→ Given records:
- - -
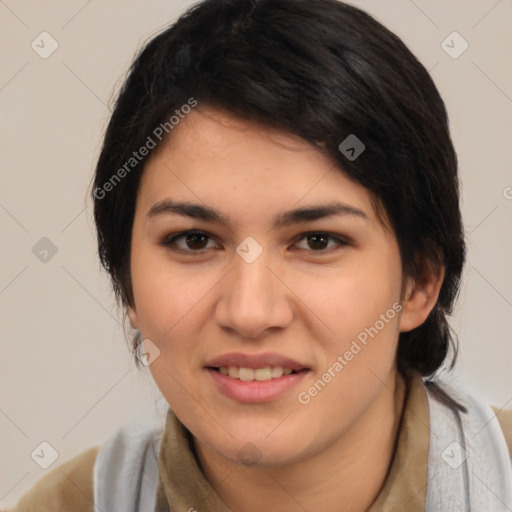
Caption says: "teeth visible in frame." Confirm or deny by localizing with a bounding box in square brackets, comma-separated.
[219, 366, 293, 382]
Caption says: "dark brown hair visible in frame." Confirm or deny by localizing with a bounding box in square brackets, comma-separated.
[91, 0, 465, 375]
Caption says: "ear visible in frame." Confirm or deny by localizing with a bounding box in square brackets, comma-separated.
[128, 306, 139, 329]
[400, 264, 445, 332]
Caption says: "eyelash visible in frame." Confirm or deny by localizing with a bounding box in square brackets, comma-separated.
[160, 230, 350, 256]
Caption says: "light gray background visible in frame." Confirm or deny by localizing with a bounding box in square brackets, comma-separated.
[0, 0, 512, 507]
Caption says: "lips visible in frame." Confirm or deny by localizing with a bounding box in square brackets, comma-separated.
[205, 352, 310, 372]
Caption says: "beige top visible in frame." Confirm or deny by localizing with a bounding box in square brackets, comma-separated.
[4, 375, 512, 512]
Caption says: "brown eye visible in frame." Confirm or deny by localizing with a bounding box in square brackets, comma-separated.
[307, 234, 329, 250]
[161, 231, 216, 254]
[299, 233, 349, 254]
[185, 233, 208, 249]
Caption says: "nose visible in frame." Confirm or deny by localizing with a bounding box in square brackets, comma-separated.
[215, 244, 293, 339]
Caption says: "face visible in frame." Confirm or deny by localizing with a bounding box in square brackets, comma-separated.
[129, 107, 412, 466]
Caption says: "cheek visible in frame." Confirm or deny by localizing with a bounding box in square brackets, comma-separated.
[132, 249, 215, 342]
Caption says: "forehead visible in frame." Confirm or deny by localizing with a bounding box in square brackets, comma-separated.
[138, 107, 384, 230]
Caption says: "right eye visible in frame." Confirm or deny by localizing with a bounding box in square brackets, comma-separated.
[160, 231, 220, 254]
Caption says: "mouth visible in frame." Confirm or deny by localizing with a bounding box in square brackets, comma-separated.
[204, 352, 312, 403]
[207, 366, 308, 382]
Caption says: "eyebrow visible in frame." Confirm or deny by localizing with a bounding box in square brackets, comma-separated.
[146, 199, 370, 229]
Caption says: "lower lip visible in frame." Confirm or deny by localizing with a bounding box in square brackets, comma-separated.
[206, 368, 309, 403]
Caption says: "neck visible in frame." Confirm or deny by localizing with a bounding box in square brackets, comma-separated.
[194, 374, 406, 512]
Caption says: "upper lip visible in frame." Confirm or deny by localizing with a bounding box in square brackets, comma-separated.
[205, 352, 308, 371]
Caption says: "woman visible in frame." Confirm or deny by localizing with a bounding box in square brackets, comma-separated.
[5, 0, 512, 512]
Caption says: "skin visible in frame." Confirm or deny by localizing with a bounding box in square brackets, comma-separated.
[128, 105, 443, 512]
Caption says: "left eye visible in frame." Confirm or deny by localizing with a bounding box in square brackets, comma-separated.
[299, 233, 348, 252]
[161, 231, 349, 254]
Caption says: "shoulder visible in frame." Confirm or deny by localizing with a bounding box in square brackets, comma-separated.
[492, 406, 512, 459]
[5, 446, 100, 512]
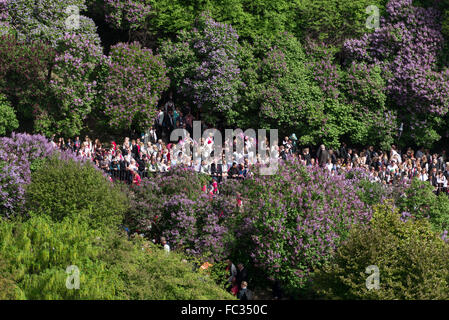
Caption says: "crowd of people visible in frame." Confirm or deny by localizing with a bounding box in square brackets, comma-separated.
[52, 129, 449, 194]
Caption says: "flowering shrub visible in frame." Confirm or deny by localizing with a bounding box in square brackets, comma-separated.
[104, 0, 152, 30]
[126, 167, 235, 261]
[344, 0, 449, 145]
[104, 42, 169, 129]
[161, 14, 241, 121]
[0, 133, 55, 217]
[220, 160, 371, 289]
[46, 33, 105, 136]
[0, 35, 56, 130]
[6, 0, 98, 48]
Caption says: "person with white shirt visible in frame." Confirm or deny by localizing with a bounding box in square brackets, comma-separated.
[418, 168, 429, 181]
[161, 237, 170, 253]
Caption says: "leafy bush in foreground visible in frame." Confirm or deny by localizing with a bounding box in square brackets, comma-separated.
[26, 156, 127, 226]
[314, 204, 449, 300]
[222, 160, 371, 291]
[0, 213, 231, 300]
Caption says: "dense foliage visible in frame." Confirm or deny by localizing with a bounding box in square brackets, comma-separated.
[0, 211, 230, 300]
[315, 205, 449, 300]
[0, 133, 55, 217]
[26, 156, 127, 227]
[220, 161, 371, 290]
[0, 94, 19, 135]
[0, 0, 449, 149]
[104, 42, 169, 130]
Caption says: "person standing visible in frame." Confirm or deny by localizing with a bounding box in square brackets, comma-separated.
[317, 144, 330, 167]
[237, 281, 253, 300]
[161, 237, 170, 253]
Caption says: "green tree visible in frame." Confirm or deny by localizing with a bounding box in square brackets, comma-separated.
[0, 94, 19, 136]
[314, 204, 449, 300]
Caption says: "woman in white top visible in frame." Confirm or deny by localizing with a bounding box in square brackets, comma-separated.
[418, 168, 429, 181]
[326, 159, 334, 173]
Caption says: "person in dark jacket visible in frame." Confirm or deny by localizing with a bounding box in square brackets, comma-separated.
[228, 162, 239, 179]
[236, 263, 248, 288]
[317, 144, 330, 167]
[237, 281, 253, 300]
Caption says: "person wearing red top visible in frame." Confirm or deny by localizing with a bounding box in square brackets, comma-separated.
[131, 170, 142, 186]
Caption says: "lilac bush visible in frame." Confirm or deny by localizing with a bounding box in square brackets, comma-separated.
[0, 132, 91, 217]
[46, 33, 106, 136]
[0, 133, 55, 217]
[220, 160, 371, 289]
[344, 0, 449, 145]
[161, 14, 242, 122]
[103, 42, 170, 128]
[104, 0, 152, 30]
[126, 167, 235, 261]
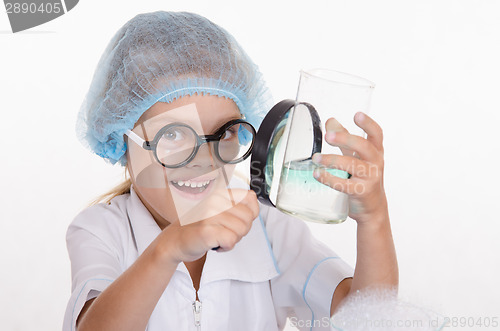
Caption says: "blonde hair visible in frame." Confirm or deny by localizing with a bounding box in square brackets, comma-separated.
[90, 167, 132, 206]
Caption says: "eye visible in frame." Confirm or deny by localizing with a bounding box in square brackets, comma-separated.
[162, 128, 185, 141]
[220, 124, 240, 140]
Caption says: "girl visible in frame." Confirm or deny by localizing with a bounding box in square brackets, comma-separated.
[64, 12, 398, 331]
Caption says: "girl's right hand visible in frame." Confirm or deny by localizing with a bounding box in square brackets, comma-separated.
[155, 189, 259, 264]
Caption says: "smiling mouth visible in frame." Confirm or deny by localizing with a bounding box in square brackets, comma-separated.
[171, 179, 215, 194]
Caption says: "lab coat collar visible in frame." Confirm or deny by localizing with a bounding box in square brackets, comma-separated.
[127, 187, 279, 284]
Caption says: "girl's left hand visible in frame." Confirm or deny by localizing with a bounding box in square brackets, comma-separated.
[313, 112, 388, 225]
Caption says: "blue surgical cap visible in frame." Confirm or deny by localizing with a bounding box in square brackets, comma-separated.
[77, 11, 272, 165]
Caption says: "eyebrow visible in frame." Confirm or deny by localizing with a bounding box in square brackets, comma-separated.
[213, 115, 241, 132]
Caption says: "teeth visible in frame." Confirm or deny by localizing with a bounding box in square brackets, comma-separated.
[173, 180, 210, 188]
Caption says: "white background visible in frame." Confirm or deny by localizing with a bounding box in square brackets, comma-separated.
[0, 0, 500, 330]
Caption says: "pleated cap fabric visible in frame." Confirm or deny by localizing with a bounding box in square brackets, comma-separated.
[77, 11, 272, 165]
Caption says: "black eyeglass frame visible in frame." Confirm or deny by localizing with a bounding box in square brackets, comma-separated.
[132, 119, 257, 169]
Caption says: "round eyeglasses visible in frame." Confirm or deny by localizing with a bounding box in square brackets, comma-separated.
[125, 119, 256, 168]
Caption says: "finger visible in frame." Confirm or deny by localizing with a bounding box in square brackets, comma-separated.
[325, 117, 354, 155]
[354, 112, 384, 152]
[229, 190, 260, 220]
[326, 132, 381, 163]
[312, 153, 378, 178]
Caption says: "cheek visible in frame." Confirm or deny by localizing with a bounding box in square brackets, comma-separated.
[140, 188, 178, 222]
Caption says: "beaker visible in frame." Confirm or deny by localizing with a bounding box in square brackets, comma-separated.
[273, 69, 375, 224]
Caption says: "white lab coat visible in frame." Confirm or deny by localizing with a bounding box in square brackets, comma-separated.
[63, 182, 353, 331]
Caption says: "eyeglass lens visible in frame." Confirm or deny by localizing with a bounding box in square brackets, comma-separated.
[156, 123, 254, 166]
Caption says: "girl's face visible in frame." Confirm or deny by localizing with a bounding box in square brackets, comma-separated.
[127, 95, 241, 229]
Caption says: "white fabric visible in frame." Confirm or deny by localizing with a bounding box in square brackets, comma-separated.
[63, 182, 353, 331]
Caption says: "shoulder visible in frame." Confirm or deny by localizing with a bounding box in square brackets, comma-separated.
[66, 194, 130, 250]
- - -
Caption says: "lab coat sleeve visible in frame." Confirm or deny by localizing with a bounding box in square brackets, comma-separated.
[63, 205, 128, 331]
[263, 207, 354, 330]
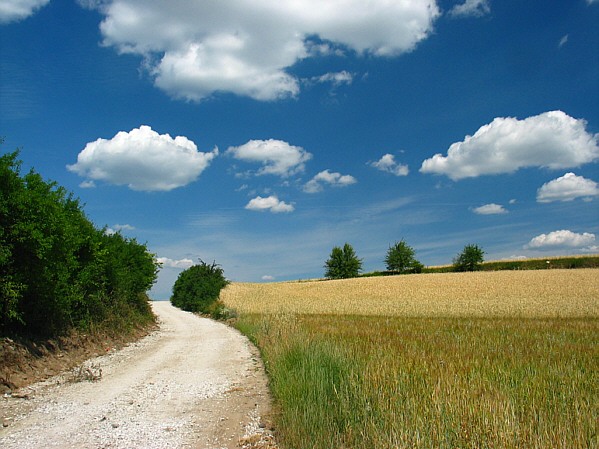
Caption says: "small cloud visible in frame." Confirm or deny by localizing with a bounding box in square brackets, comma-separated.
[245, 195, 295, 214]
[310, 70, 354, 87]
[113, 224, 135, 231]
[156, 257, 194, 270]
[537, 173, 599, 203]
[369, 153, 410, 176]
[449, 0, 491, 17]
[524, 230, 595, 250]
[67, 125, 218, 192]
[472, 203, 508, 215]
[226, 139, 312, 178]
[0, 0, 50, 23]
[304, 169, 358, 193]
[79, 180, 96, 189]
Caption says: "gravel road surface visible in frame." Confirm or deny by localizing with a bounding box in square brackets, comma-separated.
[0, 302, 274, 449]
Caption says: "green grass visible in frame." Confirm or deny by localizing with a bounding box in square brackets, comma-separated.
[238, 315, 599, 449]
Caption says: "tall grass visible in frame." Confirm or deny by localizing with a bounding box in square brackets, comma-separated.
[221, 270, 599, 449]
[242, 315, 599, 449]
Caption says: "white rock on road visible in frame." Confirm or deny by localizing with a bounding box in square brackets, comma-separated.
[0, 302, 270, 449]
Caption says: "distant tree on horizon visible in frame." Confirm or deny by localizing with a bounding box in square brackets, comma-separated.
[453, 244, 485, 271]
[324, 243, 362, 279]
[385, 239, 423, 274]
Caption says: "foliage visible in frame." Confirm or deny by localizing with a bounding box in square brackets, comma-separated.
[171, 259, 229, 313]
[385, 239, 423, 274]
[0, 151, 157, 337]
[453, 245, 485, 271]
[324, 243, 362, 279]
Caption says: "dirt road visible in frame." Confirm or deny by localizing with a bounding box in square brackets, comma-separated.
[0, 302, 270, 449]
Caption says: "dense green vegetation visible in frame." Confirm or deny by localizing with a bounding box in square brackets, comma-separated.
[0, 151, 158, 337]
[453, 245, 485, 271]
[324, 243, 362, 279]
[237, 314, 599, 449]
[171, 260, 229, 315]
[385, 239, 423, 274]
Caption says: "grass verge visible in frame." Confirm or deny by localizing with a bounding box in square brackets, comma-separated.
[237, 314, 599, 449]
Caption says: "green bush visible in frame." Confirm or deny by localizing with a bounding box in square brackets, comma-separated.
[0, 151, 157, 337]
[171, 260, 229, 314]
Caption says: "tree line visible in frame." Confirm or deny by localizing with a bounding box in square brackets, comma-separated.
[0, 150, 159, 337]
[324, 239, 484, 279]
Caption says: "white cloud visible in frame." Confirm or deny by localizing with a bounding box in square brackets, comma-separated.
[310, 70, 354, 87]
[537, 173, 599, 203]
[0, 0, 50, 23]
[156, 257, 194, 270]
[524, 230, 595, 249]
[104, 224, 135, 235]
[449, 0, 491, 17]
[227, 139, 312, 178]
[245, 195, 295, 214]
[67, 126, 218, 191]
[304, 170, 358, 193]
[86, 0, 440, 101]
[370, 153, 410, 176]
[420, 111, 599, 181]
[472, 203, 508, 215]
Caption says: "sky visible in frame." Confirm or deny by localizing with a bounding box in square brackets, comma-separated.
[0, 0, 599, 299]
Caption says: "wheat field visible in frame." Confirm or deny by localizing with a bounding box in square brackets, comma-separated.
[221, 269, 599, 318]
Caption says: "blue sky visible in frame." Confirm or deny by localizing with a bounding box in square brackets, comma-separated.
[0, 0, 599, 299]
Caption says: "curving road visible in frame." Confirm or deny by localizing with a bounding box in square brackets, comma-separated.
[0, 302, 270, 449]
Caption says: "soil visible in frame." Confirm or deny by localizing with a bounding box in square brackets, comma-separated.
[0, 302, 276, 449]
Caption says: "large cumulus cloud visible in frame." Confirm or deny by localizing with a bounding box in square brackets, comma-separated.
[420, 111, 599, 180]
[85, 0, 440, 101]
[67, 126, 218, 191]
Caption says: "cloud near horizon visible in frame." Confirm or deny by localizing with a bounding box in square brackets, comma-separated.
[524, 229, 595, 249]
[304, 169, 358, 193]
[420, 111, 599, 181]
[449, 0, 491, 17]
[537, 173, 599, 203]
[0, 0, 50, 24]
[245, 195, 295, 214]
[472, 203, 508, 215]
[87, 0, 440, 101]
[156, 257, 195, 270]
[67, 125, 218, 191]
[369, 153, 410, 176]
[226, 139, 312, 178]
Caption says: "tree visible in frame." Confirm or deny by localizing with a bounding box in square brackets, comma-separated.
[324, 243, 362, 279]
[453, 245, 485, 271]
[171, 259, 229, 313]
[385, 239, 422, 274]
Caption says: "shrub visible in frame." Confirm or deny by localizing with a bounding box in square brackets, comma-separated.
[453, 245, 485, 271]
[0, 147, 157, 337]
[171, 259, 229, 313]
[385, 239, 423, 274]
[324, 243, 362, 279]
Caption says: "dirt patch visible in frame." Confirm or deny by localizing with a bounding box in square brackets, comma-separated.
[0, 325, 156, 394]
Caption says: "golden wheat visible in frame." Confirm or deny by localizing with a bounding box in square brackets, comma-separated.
- - -
→ Exercise instructions: Reproduce the lines above, from the one containing "bush in foreground" through the one containing "[0, 213, 231, 300]", with both of those lines included.

→ Reply:
Caption says: "leafy bush in foreground visible in frame." Confirm or deny by localizing with a bounding box in square brackets, comma-separated.
[26, 156, 127, 226]
[314, 204, 449, 300]
[222, 160, 371, 291]
[0, 213, 231, 300]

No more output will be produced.